═══ Document passage

It was found to be necessary to convert the velocity model generation code to Python because:
- R code was using too much RAM.
- R code was slow.
- Using less RAM was taking too much effort and freeing RAM is slow.
- Looping over smaller subsets was too slow, difficult to work with.
- Everything is global, wasting RAM and messy.
- Libraries duplicating RAM of input data, not releasing it.
- Combining a 3GB dataframe after splitting it made it use 16GB RAM.
- Taking the first 20 million elements from a dataframe took ages and RAM usage blew up.
Outcomes
- Most if not all code runs in Python, mostly using numpy and gdal.
- Code runs in minutes instead of days.
- Can run on a machine with 32GB RAM (16GB should be enough too).
- Can run with larger input datasets.
- Can create finer resolutions than 100m.
- Results easily viewed/interrogated in QGIS project. Easily shared.
Currently all processing elements have had Python algorithms/process found/investigated except MVN.
Steps
- Terrain model interpolation given values (core completed).
- Geology model polygon interpolation (algorithm found 10,000s times faster).
- Rest of geology model datasets, eg store slope as TIFF.
- Rest of geology model processing rules.
- Synchronise outputs between geology and terrain (run with same parameters).
- Combination of geology/terrain.
- Store all outputs.
- Argument version for running complete workflow.
- Create QGIS project including outputs as layers, open street map.
- Convert VSPR to Python (loading and pre-processing measured sites).
- Look into converting MVN code to Python (find main algorithms/ processes required).
- Convert if algorithms/processes found and reasonable in Python.
- Implement MVN in Python.
- Run at 50m, 10m resolution.
- Compare results.

══════
═══ Extracted data

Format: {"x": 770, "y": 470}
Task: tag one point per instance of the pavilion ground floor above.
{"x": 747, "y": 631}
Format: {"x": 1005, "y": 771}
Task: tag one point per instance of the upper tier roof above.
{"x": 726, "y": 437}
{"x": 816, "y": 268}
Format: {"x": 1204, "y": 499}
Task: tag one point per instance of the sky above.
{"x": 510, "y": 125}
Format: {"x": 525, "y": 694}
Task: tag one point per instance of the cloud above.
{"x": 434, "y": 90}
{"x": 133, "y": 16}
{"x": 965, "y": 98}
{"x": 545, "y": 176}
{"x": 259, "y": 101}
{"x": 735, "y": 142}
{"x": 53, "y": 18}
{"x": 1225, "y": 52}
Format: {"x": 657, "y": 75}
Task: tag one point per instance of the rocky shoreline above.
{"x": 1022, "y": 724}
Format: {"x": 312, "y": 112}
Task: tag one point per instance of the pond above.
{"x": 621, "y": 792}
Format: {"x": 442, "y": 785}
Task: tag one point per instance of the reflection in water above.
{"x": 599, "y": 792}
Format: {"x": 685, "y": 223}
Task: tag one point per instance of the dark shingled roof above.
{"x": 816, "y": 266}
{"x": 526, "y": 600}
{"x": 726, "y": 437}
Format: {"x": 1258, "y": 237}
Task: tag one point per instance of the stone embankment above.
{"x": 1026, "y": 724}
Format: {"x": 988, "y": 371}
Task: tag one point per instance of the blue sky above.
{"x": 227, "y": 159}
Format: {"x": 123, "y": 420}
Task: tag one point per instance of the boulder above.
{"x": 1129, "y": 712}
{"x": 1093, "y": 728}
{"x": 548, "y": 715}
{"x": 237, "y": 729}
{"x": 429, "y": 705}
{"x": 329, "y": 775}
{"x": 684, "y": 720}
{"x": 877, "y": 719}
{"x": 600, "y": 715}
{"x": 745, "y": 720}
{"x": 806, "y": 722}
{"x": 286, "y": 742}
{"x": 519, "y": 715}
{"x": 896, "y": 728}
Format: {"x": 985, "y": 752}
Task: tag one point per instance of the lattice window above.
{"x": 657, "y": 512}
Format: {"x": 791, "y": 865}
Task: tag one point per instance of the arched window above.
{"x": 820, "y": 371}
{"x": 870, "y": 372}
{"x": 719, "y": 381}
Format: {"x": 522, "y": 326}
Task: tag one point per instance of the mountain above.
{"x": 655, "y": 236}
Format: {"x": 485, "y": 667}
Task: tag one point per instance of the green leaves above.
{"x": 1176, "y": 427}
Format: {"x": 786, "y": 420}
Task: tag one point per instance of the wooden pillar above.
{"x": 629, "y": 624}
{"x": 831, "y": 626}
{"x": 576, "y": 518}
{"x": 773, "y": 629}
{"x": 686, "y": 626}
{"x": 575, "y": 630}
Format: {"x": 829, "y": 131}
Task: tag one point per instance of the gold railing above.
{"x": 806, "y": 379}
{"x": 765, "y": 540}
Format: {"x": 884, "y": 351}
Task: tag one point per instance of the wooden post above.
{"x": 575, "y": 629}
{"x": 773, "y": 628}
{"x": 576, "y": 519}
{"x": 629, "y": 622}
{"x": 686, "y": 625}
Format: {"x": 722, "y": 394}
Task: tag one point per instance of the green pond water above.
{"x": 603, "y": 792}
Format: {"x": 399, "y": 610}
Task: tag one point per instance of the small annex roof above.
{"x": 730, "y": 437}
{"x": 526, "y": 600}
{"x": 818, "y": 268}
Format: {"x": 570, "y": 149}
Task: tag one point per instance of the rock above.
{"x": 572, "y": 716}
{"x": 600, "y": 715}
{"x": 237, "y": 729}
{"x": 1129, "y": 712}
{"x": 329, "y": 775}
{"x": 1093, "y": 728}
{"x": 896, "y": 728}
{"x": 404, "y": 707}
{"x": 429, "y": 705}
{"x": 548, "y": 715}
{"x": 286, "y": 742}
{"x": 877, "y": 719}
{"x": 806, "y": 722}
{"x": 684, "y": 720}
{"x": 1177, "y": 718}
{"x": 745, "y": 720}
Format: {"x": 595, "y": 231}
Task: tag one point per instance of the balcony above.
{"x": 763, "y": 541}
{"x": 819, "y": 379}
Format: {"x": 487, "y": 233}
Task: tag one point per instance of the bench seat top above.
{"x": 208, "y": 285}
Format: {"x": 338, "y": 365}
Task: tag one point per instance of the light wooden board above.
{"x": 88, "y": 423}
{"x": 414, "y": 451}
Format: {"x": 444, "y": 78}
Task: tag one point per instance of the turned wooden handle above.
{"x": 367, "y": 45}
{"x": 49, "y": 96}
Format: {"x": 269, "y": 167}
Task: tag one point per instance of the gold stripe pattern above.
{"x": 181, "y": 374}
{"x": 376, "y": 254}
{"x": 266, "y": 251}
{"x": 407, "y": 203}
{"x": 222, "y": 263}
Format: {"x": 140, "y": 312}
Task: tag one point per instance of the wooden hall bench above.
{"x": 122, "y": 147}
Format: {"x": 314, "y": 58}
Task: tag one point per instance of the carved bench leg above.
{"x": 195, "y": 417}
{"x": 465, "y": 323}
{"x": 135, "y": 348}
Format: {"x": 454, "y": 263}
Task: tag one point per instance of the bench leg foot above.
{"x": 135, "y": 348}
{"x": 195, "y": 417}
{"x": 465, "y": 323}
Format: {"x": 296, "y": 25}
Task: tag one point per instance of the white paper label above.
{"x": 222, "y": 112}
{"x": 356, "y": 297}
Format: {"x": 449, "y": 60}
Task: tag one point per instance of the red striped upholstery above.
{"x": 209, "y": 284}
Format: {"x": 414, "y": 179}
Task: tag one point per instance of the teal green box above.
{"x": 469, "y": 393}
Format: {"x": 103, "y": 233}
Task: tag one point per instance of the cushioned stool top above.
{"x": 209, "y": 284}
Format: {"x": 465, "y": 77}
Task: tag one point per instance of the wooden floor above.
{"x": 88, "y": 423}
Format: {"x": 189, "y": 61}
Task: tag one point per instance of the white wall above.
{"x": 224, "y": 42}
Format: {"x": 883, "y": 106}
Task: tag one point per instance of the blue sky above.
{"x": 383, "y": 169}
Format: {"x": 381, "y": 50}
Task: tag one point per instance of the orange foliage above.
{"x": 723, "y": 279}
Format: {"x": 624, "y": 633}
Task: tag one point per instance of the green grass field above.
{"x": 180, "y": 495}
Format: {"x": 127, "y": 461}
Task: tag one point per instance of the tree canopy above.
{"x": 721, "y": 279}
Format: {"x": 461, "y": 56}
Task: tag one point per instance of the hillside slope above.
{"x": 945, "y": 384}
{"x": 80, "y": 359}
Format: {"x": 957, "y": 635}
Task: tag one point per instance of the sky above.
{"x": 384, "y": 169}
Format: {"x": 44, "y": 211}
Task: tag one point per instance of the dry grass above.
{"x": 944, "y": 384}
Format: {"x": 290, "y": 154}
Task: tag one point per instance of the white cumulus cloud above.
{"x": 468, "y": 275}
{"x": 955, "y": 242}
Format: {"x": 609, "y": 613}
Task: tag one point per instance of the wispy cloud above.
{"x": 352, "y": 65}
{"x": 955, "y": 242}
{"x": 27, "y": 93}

══════

● **Given instruction 1**
In the velocity model notes, how much RAM did a 3GB dataframe use once it was combined after being split?
● **Given instruction 2**
Decide whether each statement agrees with the velocity model notes, answering yes or no and quoting the deciding words: (a) The Python code mostly uses numpy and gdal. (b) Python algorithms or processes have been found for every processing element, including MVN. (c) The code now runs in hours instead of days.
● **Given instruction 3**
From the velocity model notes, repeat word for word the part that opens with the words containing "- Can create" and closes with "slope as TIFF.".

● **Exercise solution 1**
It used 16GB of RAM.

● **Exercise solution 2**
(a) Yes: "Most if not all code runs in Python, mostly using numpy and gdal."
(b) No: "Currently all processing elements have had Python algorithms/process found/investigated except MVN."
(c) No: "Code runs in minutes instead of days."

● **Exercise solution 3**
- Can create finer resolutions than 100m.
- Results easily viewed/interrogated in QGIS project. Easily shared.
Currently all processing elements have had Python algorithms/process found/investigated except MVN.
Steps
- Terrain model interpolation given values (core completed).
- Geology model polygon interpolation (algorithm found 10,000s times faster).
- Rest of geology model datasets, eg store slope as TIFF.